REQUIREMENT -
Copy out the passage below on the company's internal controls word for word.

DOCUMENT PASSAGE -
========================
The Board requires the Company and its executives to conduct all
business activities in a manner that complies with the law and Board
approved delegated limits of authority.
Considerable importance is placed on maintaining a strong control
environment to safeguard the Company's and stakeholders interests.
Detailed control procedures cover management accounting, financial
reporting, project appraisal and approval, environment, health and
safety, information technology, security, compliance and other key
risk areas.
An internal audit section has been established and operates under the terms
of an Internal Audit Charter.
Compliance with control procedures is subject to investigation
by Internal Audit as part of an annual plan approved by the Audit
and Financial Risk Committee.
Detailed questionnaires on key aspects of operational and financial
risks are completed by senior management on a quarterly basis and
are reviewed by the
Operational Risk Committee and the
Audit & Financial Risk Committee.
When presenting financial statement for approval, the Chief Executive
and Chief Financial Officer provide a formal statement to the Board
that:
- The company's financial statements present a true and fair
view, in all material respects, of the company's financial condition
and operational results in accordance with relevant accounting
standards;
- The company's financial statements are founded on a sound system
of risk management and internal compliance and control which implements
the policies adopted by the Board, and
- The risk management and internal control systems are sound
and operating effectively in all material respects.
========================
DATA LISTING -
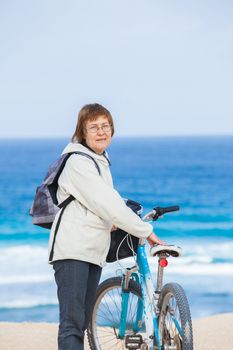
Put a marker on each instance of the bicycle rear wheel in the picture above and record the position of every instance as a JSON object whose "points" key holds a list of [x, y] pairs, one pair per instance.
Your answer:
{"points": [[175, 325], [103, 330]]}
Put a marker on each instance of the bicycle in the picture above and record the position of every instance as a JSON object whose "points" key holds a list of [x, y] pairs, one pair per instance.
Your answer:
{"points": [[129, 313]]}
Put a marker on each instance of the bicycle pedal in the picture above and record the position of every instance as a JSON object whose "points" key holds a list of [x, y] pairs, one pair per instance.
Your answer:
{"points": [[133, 341]]}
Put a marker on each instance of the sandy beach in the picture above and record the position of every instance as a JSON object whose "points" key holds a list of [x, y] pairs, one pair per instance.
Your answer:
{"points": [[212, 333]]}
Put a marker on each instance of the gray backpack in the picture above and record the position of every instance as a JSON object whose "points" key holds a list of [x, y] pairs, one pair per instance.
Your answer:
{"points": [[45, 205]]}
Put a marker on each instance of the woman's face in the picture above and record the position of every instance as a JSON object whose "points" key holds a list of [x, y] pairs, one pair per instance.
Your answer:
{"points": [[98, 134]]}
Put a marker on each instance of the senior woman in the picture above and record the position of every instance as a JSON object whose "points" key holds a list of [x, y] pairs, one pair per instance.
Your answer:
{"points": [[83, 240]]}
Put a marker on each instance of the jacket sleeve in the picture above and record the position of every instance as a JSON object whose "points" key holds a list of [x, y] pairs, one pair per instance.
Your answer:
{"points": [[82, 180]]}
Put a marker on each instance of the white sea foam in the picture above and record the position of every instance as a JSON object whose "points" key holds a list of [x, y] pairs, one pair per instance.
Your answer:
{"points": [[27, 264], [27, 303]]}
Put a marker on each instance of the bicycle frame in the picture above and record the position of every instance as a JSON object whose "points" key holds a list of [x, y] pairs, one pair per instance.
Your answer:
{"points": [[148, 303]]}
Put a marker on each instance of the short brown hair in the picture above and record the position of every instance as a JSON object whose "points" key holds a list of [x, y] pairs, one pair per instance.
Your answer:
{"points": [[90, 112]]}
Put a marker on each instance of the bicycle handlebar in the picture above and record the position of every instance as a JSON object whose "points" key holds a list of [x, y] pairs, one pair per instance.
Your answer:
{"points": [[159, 211]]}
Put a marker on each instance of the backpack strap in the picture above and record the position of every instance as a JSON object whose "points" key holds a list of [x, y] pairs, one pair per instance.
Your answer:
{"points": [[71, 198], [67, 201]]}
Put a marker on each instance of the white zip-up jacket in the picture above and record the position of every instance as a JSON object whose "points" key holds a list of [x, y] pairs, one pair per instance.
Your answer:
{"points": [[84, 231]]}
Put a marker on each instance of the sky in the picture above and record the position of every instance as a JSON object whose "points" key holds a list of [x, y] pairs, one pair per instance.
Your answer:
{"points": [[160, 67]]}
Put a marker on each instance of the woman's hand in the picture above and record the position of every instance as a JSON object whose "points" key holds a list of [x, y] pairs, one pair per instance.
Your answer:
{"points": [[153, 239]]}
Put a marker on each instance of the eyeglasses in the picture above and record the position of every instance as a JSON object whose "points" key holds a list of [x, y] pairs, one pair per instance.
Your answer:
{"points": [[95, 128]]}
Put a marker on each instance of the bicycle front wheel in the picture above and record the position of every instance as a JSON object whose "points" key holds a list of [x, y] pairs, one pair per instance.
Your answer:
{"points": [[103, 330], [175, 325]]}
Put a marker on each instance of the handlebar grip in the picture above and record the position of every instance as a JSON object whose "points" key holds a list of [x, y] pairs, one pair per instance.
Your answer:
{"points": [[173, 208], [160, 211]]}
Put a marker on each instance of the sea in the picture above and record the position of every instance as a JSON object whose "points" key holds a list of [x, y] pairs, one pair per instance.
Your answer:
{"points": [[195, 173]]}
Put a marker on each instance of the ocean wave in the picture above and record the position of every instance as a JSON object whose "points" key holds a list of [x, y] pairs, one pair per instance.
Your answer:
{"points": [[26, 303], [26, 264], [19, 279]]}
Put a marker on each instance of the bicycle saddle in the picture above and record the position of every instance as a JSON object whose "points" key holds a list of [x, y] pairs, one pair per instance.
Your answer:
{"points": [[172, 250]]}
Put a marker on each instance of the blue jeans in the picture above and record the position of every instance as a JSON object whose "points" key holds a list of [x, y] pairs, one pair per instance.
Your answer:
{"points": [[77, 282]]}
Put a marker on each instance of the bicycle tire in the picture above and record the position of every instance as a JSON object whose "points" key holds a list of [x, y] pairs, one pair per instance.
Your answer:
{"points": [[174, 315], [102, 334]]}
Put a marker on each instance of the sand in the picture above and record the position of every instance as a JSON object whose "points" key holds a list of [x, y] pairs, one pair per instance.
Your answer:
{"points": [[212, 333]]}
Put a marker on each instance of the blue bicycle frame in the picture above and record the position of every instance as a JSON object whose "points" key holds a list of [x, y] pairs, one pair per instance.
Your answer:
{"points": [[147, 305]]}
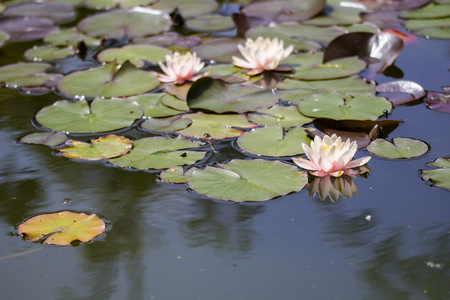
========================
TASK RESPONSE -
The Board requires the Company and its executives to conduct all
business activities in a manner that complies with the law and Board
approved delegated limits of authority.
Considerable importance is placed on maintaining a strong control
environment to safeguard the Company's and stakeholders interests.
Detailed control procedures cover management accounting, financial
reporting, project appraisal and approval, environment, health and
safety, information technology, security, compliance and other key
risk areas.
An internal audit section has been established and operates under the terms
of an Internal Audit Charter.
Compliance with control procedures is subject to investigation
by Internal Audit as part of an annual plan approved by the Audit
and Financial Risk Committee.
Detailed questionnaires on key aspects of operational and financial
risks are completed by senior management on a quarterly basis and
are reviewed by the
Operational Risk Committee and the
Audit & Financial Risk Committee.
When presenting financial statement for approval, the Chief Executive
and Chief Financial Officer provide a formal statement to the Board
that:
- The company's financial statements present a true and fair
view, in all material respects, of the company's financial condition
and operational results in accordance with relevant accounting
standards;
- The company's financial statements are founded on a sound system
of risk management and internal compliance and control which implements
the policies adopted by the Board, and
- The risk management and internal control systems are sound
and operating effectively in all material respects.